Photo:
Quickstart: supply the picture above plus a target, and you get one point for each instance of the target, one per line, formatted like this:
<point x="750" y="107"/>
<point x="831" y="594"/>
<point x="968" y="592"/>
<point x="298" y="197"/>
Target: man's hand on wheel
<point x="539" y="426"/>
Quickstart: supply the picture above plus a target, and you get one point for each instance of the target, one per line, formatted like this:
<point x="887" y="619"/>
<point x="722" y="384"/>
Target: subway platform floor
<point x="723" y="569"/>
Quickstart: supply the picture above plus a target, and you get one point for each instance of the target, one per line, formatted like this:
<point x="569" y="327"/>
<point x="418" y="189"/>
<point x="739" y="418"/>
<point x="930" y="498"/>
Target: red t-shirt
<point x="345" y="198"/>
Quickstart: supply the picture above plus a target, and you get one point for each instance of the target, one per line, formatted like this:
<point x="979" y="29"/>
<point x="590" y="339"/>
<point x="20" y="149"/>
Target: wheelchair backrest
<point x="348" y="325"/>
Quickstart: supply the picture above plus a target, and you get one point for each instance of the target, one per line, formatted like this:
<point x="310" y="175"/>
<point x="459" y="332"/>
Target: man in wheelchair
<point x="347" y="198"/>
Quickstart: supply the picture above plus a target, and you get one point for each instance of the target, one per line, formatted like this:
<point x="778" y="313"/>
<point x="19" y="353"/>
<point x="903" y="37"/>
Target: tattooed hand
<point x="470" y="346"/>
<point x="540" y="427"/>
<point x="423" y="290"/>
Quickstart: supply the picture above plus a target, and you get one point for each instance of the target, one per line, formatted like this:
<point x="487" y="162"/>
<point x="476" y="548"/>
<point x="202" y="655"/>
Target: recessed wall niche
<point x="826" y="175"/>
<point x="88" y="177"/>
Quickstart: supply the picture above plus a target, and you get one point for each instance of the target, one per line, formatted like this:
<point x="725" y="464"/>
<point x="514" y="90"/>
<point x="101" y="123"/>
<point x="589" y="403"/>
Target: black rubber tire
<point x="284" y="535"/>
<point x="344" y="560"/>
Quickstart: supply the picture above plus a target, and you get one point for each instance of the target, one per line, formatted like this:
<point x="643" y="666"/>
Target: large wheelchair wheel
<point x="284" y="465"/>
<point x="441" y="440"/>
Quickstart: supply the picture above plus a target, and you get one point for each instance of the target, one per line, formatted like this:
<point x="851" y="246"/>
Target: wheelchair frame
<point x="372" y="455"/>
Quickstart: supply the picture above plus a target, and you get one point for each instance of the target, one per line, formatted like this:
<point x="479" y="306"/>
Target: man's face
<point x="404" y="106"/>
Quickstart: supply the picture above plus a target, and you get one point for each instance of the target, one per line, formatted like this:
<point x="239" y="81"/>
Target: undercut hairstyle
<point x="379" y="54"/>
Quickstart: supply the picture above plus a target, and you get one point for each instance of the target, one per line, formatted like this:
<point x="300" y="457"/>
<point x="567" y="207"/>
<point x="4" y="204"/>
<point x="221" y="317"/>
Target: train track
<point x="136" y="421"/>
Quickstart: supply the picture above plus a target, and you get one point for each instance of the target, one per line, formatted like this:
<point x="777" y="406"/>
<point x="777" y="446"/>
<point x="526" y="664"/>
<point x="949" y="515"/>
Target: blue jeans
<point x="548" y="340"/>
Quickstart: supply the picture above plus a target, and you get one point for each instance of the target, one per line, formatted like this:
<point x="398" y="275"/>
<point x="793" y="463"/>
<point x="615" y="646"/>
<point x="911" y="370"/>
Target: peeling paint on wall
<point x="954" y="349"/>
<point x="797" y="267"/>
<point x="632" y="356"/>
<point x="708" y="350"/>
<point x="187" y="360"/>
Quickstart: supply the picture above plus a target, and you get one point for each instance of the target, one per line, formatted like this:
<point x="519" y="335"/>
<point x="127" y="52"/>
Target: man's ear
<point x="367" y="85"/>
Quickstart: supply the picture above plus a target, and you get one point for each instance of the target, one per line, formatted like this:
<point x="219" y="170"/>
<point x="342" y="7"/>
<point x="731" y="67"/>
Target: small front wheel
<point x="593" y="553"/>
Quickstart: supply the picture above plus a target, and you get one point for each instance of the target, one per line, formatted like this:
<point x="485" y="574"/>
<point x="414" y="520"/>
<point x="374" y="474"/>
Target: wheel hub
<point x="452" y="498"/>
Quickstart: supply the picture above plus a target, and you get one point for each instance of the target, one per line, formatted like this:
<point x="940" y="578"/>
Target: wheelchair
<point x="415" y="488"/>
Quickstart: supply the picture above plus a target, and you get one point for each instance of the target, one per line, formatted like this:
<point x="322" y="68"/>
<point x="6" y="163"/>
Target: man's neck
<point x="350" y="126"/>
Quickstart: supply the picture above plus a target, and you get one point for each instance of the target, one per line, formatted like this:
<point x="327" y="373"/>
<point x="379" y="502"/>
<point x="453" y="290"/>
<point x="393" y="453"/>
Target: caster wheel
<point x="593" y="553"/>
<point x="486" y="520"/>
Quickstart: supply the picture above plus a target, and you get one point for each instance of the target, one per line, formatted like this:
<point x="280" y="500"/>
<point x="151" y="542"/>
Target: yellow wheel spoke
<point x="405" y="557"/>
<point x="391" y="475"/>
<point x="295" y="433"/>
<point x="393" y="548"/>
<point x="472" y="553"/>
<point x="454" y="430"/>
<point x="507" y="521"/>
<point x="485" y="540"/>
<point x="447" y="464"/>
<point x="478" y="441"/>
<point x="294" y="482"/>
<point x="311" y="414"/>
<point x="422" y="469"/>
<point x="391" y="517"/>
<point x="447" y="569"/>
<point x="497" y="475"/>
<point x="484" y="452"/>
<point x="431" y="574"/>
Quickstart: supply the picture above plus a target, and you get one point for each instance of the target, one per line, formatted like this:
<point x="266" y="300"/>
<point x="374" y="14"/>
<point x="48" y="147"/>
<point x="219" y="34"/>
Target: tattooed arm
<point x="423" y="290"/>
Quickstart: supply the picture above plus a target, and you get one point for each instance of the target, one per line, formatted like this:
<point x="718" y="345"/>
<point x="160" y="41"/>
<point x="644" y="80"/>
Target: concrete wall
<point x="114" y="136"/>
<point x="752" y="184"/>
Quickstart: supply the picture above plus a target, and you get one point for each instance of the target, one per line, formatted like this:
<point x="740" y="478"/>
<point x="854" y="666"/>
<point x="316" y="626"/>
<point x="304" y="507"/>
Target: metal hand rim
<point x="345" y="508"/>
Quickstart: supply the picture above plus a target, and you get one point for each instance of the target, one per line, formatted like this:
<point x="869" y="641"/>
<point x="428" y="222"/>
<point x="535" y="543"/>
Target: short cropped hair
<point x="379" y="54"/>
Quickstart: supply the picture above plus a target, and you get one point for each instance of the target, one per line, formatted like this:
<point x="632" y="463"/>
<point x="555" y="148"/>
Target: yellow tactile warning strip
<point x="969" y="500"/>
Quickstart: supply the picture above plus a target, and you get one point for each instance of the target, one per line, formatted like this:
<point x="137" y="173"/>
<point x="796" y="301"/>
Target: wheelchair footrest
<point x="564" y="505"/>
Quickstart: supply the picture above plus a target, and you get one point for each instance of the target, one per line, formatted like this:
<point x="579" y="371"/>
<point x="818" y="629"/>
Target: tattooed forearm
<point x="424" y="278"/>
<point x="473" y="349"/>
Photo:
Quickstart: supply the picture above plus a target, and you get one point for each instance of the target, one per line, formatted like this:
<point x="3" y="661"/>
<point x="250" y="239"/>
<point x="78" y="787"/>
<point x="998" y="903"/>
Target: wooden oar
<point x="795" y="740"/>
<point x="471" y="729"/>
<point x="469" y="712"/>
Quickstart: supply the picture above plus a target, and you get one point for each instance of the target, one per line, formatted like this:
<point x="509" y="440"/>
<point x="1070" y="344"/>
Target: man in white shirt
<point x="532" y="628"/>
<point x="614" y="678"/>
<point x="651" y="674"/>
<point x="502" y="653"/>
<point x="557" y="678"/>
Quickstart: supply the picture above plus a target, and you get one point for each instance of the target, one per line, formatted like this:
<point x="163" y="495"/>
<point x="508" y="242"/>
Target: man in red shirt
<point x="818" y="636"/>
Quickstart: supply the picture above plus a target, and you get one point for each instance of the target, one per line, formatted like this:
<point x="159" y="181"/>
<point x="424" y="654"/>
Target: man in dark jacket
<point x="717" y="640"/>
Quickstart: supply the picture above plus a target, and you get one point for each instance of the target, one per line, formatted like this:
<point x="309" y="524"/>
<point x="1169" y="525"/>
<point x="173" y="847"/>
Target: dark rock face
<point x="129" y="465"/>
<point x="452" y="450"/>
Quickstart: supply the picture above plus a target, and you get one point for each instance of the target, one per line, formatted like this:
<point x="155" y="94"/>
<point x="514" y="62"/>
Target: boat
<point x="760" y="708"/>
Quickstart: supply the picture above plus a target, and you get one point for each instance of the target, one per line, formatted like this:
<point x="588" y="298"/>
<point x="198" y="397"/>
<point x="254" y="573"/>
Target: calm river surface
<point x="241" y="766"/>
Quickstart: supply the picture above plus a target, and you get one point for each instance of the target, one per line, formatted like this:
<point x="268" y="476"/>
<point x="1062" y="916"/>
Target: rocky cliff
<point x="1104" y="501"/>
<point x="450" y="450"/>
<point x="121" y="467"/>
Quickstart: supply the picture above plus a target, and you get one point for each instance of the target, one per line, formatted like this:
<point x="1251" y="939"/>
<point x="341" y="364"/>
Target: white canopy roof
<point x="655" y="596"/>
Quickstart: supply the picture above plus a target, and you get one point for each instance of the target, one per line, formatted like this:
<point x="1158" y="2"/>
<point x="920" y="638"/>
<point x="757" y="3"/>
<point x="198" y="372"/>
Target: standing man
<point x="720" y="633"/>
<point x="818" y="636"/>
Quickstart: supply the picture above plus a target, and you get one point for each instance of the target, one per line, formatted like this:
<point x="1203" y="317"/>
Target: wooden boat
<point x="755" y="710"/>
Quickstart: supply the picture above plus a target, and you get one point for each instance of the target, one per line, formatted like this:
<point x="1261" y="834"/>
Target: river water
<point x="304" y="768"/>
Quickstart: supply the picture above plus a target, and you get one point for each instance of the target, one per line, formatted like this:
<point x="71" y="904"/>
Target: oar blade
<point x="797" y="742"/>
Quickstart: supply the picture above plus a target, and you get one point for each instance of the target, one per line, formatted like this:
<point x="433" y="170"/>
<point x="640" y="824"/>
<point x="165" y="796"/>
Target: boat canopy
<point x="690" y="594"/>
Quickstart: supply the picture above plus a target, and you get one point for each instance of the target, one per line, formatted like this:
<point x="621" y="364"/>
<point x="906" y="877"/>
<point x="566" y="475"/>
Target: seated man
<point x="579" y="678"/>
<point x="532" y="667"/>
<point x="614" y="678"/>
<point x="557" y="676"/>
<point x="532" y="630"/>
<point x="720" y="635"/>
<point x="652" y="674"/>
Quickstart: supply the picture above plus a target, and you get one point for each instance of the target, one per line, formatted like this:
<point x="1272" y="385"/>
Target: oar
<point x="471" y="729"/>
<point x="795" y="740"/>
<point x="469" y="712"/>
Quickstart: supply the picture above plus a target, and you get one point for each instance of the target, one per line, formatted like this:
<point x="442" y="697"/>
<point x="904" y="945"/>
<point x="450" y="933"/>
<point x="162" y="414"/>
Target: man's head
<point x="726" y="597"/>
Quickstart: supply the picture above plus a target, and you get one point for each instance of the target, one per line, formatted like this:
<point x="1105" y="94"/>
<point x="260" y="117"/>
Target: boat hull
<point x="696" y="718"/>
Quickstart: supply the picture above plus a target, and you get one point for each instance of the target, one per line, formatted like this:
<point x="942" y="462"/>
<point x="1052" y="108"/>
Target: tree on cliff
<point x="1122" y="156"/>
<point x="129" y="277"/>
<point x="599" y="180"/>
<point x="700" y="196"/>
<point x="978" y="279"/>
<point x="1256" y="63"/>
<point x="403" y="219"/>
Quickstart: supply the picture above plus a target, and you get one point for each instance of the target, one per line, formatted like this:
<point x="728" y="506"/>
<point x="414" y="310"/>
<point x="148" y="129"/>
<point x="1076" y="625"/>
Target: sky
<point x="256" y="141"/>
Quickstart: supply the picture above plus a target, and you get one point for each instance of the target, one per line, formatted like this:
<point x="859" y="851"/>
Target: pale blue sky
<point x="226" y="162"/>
* * * * * * *
• **Goal**: Pick out every line of the entries that contains the word "yellow" and copy each one.

• **Response to the task**:
Target: yellow wheel spoke
Target: yellow tactile warning strip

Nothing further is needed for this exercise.